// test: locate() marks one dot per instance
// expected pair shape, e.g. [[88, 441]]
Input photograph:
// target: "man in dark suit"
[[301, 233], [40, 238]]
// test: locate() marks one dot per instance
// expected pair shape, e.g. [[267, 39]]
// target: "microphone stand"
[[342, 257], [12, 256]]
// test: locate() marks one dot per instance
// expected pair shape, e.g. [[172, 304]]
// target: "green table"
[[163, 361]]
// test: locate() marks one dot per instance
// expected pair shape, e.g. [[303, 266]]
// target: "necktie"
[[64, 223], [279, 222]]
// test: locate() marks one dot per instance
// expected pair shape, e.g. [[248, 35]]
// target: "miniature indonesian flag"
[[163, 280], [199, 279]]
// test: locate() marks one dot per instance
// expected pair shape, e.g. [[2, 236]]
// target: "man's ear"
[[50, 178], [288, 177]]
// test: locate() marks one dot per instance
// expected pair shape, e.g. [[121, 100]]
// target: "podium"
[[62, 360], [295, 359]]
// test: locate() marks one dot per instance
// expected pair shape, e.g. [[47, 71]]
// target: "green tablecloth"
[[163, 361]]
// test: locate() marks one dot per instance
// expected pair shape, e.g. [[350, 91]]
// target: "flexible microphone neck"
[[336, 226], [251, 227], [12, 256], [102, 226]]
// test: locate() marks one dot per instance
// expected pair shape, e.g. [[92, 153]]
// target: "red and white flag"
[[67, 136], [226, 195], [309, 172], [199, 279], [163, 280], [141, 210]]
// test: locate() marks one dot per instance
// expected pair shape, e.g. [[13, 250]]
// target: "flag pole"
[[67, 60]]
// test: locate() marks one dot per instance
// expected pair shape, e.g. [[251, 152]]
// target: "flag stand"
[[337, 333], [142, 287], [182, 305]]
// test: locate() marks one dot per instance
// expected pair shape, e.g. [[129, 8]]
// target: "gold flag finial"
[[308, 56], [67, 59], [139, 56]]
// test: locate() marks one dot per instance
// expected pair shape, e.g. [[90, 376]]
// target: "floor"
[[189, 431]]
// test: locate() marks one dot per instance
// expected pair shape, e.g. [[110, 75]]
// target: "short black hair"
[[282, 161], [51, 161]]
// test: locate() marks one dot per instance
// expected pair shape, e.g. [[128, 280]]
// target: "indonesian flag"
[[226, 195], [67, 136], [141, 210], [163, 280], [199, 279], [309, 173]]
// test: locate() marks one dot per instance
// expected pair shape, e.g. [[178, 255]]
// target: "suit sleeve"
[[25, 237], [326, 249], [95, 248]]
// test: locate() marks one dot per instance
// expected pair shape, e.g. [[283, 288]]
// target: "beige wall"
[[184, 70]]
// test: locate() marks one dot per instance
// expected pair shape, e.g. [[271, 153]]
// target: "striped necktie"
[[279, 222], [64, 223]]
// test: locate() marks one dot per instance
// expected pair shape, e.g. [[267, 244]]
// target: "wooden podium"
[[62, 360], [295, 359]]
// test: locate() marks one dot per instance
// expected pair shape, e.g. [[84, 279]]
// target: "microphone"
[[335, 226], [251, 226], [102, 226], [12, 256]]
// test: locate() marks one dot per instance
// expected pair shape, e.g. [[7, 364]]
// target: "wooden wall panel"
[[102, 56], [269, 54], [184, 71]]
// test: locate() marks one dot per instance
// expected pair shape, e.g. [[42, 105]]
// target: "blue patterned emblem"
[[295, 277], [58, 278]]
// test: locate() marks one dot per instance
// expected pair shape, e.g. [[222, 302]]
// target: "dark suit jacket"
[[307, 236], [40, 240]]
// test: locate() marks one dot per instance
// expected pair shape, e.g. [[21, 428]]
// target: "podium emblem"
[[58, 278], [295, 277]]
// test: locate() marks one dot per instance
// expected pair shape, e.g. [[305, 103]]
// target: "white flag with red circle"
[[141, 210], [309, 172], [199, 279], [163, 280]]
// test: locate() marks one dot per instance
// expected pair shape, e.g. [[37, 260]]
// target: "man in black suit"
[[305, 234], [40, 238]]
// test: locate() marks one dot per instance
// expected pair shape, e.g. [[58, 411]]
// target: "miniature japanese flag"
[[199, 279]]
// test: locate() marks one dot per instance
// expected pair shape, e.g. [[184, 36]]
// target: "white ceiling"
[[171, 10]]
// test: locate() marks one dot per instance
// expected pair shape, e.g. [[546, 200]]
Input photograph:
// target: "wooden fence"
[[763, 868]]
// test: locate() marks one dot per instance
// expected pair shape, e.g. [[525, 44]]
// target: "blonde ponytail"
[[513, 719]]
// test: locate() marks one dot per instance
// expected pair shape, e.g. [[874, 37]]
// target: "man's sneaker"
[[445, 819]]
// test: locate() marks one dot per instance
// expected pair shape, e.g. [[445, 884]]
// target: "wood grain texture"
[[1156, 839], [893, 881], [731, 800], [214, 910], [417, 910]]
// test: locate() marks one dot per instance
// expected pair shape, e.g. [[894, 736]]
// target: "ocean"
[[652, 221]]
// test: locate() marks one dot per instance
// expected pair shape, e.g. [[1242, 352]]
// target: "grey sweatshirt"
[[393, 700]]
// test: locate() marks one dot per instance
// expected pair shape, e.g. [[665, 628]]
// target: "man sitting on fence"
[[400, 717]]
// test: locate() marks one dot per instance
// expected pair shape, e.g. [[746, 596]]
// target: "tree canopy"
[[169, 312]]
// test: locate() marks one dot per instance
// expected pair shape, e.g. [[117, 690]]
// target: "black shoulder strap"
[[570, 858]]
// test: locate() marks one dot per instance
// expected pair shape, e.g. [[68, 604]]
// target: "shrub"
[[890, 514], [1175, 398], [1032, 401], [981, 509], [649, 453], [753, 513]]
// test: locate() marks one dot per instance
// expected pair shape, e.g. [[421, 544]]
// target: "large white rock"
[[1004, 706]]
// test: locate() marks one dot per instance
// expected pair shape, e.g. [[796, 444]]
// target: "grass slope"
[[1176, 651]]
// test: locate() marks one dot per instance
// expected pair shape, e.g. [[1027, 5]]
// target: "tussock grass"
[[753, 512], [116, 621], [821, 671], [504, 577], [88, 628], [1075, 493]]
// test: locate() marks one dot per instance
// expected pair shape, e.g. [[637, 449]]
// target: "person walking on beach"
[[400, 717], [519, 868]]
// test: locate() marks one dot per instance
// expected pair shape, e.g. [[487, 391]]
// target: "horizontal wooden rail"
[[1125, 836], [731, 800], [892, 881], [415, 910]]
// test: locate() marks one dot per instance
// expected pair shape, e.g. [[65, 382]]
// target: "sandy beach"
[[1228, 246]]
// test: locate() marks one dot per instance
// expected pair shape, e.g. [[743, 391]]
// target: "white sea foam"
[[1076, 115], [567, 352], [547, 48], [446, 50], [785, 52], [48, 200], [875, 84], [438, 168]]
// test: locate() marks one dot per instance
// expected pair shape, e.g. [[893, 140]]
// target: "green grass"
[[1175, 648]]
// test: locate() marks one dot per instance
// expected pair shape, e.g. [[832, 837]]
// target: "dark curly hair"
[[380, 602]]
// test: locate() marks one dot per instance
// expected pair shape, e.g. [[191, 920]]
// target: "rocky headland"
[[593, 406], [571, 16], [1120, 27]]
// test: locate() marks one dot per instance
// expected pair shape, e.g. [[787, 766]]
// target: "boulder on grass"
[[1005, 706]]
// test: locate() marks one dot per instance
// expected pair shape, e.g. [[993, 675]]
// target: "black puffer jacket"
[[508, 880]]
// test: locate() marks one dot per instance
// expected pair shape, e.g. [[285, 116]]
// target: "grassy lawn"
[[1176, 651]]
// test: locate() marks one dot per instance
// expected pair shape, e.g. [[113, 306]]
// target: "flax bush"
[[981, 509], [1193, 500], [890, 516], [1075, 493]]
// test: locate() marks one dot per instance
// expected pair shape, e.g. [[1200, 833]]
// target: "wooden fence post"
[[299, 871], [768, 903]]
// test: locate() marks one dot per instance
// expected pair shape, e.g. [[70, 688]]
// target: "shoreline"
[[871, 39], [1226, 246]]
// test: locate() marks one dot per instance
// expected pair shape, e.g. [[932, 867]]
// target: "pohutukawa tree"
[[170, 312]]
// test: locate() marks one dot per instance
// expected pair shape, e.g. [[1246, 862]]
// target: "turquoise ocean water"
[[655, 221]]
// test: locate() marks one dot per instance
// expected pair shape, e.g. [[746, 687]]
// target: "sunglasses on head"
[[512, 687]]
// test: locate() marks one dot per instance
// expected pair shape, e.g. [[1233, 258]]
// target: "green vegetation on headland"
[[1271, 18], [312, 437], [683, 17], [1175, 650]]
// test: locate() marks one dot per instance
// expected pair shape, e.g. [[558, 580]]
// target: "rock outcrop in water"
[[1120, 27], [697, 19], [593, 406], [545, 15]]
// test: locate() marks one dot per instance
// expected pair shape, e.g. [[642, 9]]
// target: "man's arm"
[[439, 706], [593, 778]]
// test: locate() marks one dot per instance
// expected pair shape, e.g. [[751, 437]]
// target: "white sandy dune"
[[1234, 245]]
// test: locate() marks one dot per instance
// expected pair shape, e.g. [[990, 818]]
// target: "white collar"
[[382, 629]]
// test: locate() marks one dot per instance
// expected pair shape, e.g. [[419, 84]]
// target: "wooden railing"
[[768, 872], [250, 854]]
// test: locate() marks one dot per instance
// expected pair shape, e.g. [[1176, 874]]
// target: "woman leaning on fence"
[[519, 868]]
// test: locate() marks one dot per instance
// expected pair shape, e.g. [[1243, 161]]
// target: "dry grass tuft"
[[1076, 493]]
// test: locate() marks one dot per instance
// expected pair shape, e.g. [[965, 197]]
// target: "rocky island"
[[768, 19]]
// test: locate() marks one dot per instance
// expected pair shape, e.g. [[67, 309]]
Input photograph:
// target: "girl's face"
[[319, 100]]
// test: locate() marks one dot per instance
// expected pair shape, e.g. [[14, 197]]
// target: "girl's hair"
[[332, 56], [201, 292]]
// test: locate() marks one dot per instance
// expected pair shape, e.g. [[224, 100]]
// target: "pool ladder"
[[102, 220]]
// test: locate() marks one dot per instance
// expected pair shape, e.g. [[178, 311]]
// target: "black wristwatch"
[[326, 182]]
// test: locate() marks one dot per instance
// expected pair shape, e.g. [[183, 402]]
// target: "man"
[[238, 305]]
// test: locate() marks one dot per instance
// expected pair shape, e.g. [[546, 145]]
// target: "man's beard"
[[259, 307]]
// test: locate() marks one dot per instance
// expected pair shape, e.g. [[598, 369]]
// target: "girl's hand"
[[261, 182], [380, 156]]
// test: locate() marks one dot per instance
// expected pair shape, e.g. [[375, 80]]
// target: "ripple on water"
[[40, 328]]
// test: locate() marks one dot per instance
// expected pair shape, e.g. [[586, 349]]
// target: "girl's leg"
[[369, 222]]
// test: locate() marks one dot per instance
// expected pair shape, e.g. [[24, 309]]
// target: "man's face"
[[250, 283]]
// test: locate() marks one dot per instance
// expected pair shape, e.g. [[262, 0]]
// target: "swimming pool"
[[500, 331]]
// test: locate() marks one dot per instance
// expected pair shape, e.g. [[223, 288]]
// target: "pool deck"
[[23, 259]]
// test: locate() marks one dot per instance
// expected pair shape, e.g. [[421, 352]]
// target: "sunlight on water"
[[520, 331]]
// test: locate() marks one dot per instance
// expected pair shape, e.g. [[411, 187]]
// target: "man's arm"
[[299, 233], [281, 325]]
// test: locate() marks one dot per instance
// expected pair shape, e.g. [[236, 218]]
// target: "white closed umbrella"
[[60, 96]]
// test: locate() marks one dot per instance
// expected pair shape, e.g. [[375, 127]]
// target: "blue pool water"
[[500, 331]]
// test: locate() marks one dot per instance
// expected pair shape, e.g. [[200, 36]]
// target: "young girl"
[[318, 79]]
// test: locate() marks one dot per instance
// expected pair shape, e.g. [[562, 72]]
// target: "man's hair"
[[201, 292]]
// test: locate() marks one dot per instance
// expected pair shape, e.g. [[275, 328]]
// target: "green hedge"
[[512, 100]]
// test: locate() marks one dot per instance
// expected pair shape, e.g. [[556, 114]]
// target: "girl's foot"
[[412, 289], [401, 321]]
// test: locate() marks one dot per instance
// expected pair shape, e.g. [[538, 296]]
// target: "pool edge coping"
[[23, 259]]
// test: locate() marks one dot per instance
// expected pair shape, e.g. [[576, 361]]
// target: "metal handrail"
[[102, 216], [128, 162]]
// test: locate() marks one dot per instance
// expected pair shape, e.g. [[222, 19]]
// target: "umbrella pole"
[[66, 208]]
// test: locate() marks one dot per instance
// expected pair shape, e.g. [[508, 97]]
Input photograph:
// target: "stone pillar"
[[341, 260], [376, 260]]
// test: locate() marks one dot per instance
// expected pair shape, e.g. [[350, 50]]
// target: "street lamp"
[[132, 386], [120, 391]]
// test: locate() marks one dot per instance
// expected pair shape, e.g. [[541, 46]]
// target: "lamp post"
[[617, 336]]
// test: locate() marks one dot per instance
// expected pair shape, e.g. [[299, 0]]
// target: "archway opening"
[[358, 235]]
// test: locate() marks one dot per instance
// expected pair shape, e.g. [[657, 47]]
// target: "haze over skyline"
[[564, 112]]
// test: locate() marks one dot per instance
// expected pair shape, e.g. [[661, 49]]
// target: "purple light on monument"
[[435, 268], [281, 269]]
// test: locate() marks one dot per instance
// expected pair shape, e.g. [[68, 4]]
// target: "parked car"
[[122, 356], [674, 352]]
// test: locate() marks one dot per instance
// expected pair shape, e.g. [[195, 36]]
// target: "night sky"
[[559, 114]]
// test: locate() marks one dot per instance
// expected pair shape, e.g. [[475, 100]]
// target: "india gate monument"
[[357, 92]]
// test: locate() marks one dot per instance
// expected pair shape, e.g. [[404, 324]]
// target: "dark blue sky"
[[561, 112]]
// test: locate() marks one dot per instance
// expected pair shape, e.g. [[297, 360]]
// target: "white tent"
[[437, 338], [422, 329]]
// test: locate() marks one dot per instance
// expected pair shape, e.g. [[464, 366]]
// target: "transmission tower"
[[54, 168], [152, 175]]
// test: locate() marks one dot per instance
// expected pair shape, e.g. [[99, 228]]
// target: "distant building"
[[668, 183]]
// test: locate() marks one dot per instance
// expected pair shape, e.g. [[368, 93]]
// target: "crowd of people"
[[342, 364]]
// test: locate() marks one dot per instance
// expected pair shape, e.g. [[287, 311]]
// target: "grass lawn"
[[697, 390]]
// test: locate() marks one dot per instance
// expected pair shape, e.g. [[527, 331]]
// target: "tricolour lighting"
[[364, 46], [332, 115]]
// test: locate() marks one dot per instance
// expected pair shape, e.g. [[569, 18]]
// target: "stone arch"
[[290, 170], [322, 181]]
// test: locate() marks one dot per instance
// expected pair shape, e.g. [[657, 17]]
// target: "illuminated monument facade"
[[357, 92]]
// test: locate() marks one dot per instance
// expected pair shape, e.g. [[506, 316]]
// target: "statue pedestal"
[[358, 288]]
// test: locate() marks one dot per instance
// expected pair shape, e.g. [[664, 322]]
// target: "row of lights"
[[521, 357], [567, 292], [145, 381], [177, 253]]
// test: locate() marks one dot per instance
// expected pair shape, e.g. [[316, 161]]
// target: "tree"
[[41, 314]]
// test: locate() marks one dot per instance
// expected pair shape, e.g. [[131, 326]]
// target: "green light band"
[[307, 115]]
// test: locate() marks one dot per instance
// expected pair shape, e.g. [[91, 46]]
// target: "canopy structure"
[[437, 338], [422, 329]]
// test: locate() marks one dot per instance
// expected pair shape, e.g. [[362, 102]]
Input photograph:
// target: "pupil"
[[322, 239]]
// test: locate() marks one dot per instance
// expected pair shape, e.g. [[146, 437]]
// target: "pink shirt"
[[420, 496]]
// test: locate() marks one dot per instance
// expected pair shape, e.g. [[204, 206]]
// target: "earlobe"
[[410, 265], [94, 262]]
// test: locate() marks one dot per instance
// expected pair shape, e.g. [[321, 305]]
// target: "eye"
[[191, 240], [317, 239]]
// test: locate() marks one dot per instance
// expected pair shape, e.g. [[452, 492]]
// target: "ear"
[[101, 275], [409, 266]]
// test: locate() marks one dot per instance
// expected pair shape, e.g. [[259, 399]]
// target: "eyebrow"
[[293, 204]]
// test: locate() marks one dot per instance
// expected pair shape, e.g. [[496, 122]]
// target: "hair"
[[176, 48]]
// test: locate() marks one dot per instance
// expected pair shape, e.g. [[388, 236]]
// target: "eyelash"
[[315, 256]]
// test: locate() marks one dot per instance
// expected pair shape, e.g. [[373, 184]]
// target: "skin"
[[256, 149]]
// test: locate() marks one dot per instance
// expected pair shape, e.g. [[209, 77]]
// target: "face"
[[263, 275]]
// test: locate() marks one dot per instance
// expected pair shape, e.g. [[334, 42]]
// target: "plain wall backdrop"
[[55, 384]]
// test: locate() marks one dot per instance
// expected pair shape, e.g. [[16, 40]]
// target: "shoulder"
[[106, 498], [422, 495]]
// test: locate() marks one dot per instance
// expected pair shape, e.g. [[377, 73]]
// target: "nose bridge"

=-=-=

> _PROBLEM DETAILS_: Extract, please, the lines from the start of the entries above through the one with "e.g. [[92, 153]]", both included, reproducing each exactly and adding nothing.

> _COMPLETED EXERCISE_:
// test: locate() marks one dot per instance
// expected pair shape, e.g. [[88, 441]]
Input photograph:
// target: "man in dark suit"
[[301, 233], [40, 238]]
// test: locate() marks one dot per instance
// expected pair shape, e.g. [[267, 39]]
// target: "microphone stand"
[[342, 257], [12, 256]]
// test: locate() marks one dot per instance
// expected pair shape, e.g. [[172, 304]]
// target: "green table"
[[163, 361]]
// test: locate() marks one dot per instance
// expected pair shape, e.g. [[303, 266]]
// target: "necktie"
[[64, 223], [279, 222]]
// test: locate() marks one dot per instance
// expected pair shape, e.g. [[248, 35]]
// target: "miniature indonesian flag"
[[163, 280], [199, 279]]
// test: locate() marks one dot per instance
// expected pair shape, e.g. [[2, 236]]
// target: "man's ear"
[[50, 178], [288, 177]]
// test: locate() marks one dot per instance
// expected pair shape, e.g. [[121, 100]]
// target: "podium"
[[62, 360], [295, 359]]
// test: locate() marks one dot per instance
// expected pair shape, e.g. [[47, 71]]
// target: "green tablecloth"
[[163, 361]]
// test: locate() marks one dot per instance
// expected pair shape, e.g. [[350, 91]]
// target: "flexible microphone neck"
[[336, 226], [251, 227], [12, 256], [102, 226]]
// test: locate() marks one dot per instance
// expected pair shape, e.g. [[92, 153]]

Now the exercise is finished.